--- DATASET ENTRIES ---
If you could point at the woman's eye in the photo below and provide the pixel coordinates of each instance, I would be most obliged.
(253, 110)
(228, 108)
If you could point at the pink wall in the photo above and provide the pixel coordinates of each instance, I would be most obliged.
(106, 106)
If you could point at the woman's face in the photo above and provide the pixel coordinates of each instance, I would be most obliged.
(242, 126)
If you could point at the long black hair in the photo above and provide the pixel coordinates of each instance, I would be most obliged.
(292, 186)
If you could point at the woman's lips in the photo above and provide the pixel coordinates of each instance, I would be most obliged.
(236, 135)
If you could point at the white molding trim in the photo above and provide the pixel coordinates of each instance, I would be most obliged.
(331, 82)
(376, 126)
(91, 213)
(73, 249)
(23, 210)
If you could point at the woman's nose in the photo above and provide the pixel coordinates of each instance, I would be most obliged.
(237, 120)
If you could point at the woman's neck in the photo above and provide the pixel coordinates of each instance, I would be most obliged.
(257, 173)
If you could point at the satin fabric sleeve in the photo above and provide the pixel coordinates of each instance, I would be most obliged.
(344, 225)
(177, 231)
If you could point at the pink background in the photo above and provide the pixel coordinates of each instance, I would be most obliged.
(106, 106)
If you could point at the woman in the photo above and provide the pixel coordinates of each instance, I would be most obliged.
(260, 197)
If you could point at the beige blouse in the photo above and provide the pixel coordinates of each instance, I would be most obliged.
---
REQUIREMENT: Exactly the lines from the one with "If you could point at the woman's neck" through the last line of the listing above must make up your answer.

SOLUTION FOR THIS EXERCISE:
If you could point at the woman's neck in the photo above and provide the pixel coordinates of each instance, I would be most obliged.
(257, 173)
If you could point at the satin fabric sleeve in the photo above and provide the pixel coordinates of each instance, I would be most obliged.
(344, 225)
(177, 231)
If you could point at the pink background in the photo above and provide the pixel coordinates of each instance, I would be most obliged.
(106, 106)
If you could point at the woman in the photo above and provide the pixel coordinates of each instance, I would be most obliged.
(260, 197)
If you could point at the beige blouse in the photo above and provide the pixel coordinates of each instance, I would be most obliged.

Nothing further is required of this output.